*Provided data:*

+---+

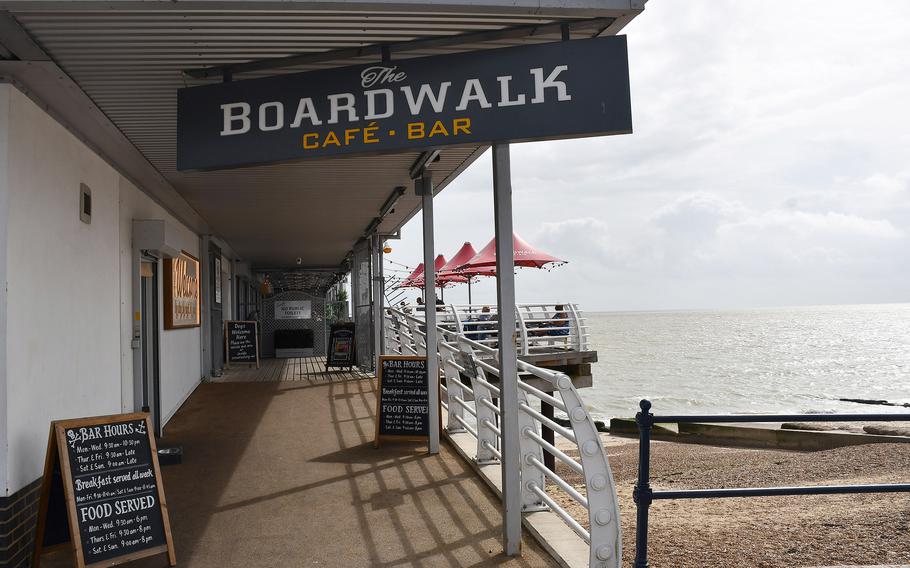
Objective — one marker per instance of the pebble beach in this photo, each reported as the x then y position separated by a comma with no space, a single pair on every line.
765,532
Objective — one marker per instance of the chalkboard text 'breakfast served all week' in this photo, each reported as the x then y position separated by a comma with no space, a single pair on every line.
114,488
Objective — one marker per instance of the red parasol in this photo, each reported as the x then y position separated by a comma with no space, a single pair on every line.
414,279
524,255
447,274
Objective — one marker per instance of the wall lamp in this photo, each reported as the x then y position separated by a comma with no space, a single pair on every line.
391,201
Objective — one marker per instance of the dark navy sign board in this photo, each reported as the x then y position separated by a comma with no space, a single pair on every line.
565,89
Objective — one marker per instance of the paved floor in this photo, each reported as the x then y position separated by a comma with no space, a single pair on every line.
308,369
280,473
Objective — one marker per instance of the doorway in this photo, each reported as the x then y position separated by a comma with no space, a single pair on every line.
151,373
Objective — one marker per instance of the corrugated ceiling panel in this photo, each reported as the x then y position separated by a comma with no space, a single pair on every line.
130,63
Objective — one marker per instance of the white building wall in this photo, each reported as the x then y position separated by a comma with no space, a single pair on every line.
181,370
4,209
69,295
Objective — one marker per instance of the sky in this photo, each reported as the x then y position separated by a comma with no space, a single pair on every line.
769,166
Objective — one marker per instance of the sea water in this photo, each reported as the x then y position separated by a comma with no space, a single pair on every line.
780,360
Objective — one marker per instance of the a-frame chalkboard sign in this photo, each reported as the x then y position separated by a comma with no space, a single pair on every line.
403,399
102,495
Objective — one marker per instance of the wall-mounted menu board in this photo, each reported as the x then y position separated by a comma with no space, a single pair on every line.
181,292
241,342
403,400
102,493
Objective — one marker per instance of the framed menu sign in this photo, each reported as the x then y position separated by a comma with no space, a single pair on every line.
403,400
241,342
181,292
341,346
102,495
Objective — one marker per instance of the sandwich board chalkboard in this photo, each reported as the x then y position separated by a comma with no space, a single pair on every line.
341,346
241,342
102,495
403,399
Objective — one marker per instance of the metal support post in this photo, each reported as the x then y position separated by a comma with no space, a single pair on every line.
378,296
642,494
508,366
425,189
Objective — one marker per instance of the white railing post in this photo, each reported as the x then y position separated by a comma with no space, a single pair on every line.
603,506
420,345
487,439
453,390
580,343
508,370
523,329
531,476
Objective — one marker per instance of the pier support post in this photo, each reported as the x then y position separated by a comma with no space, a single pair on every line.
424,186
642,492
508,366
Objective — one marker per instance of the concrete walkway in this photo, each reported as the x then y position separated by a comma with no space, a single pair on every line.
285,474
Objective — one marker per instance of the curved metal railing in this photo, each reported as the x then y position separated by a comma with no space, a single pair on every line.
469,392
541,328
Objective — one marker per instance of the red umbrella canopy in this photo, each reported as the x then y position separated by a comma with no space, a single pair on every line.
524,255
414,279
447,275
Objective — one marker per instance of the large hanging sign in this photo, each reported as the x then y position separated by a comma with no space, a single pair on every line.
181,292
564,89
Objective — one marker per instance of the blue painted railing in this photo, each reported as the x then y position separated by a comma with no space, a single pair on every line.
644,495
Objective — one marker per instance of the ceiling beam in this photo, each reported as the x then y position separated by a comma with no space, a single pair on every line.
377,49
17,40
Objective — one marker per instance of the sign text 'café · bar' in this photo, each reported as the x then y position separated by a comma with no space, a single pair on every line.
557,90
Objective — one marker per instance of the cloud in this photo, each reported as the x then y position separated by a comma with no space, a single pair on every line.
768,167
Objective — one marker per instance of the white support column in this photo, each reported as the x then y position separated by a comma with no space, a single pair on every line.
378,300
508,366
425,190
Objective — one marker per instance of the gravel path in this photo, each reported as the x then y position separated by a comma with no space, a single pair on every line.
778,532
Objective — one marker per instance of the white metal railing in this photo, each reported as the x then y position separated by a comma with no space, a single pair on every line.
541,328
468,377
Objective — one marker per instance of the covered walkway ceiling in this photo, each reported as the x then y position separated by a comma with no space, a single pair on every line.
110,71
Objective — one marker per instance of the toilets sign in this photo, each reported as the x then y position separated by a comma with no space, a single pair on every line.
556,90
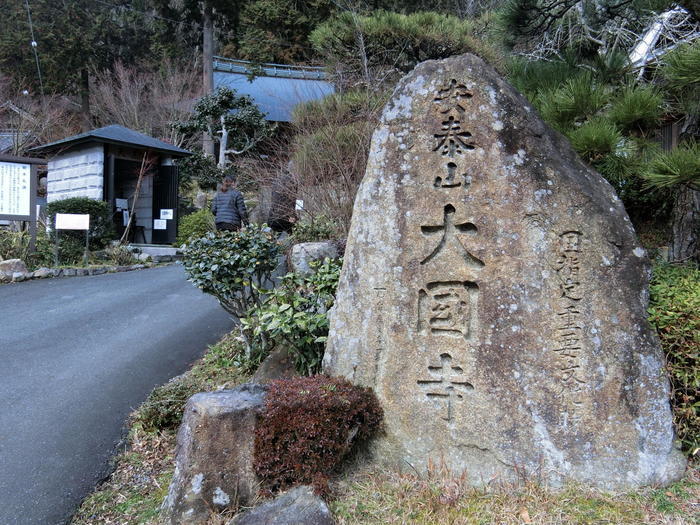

+---+

*Exercise description:* Carry over each record above character for character, with the pictures left out.

*Finished task:*
Objective — one marker per instance of the pebble beach in this photo, each reported as the x then y position separated by a comma with no space, a single pair on every line.
765,532
Objective — one marker per instance of the chalkboard text 'breakfast served all week' in this photo, each reported as the x then y position separated by a comma with no space, a single pair on every line.
114,488
Objective — one marker per instance of the red parasol in this photo, each reported as the x then y position separated by a comma with no space, a single pair on every line.
414,279
524,255
447,274
Objective — one marker per instance of the wall lamp in this photo, each reported as the x then y position separated by a comma with no space, a single pair on every line.
391,201
Objective — one marker per instance of the dark navy sign board in this photo, each reported as the x then y position separated by a comma with no space, a single pair on every line.
565,89
Objective — one marker per instance of the paved floor in this photo, each reported as the x then y position separated by a comma with no space, a single pair on every line.
308,369
280,473
Objective — one marker per instance of the doorway in this photo, each reported as the x then y position separated by a comma with no space, a single pair on every line.
151,373
Objective — one marker per instance of the corrugated ceiling panel in this photo, each reported as the x then y position separated by a comma with no space, a single pair on every line.
130,63
Objective — one marker per instance of the white building wall in this photo, each reported as the x then y position separated by a comma with no space, a single pair on every line.
181,370
4,209
69,295
Objective — one marker per instance of the sky in this photo, each reported as the x then y position separated by a comma with no space, a single pair on every line.
769,166
Objective — one marker per instance of the sea water in this photo, each reported as the x then y position separated by a comma with no space, a single pair on every line.
780,360
Objective — one marker per instance of the a-frame chalkboard sign in this photo, each reported as the x then y position separated by a comma with no space, a single pair on every line.
403,399
102,495
Objective — one marker per instance of the wall-mounted menu board in this photo, each reported as the x then y position separated by a comma with no space, a single pair on every line.
181,292
241,342
403,400
102,493
Objective — one marker per instance of the framed menu sign in this photo, each reported as the x then y position separated by a comma with no space, a single pair on every line.
403,400
241,342
181,292
341,346
102,495
Objective — one marker per instance of the sandwich board chalkboard in this photo, each reported as the x then y position separated by a comma with no space, a single pair on every line.
341,346
241,342
102,495
403,399
Objective — one marker per instance of the metal support post in this photo, each reported as the x then y position separated by a comma with no space, a single pair on every line.
378,296
642,494
508,366
425,189
Objective — one marker per instance of the white railing post in this photo, each reported as the x then y position separated by a comma with no space, a single pair on every line.
603,506
420,345
487,439
453,390
580,343
508,370
523,329
531,476
Objective — one marker per instance of the pier support post in this photo, each reported as the x then y position separated by a comma with no space, a single pair on every line.
424,186
642,492
508,366
Objective — one marker per instance of the concrete walkway in this photo, each reported as the x then y position separated by a comma with no space, a single pair on every line.
285,474
Objective — one marker per instance of the curved metal railing in this photo, each reported as the x then y position separated by a comma with no space, a single pair on every line.
469,392
541,328
Objective — one marker per instance of the red umbrella canopy in this photo, each reported as the x then y position separated by a comma with no space, a single pair on every line.
524,255
414,279
447,275
Objective — one marker per instance of the large hanging sign in this photo, each reported as the x then y position separated by a comma with no space, a single pair on every line.
181,292
564,89
Objective — one marker per instance of the blue painted railing in this photo, each reported as the x then y position separated by a comma with no space, a single pair on every line.
644,495
Objective — one marker per instance of the ceiling beam in this photo, each reported as the x then y position separated by a comma with no space, a single pair on every line.
377,49
17,40
Objective — one marker per instance of the sign text 'café · bar' in this photo, each reported as the x then y position separated by a comma with no space, a single pair on every line.
557,90
Objective — one marker per instance of the cloud in this photo, each reported as the x then y position separated by a comma with no space, a single pair on every line.
768,167
Objective — one marker per instance of the white support column in this photo, each reported as the x then y position separated by a comma with no space, a single pair on every line.
378,300
508,366
425,190
Objective — one marker per instance of the gravel path in this photo, each reported as the x then y position separated by a comma with no space, a single pair on every line.
778,532
Objective — one marker per instance of the white metal railing in this photo, each reported as the x then y position separated by a comma with no space, a single pair on every line.
541,328
468,377
Objective — one marker per instance of the covered walkway ceiling in this photo, each reported as the x then y position separated by a comma with no space, a single pair on every line.
110,71
Objective — one marker per instance of the toilets sign in this photo, each reported as the x then y position separated by a comma with no space, a single pair on every line.
556,90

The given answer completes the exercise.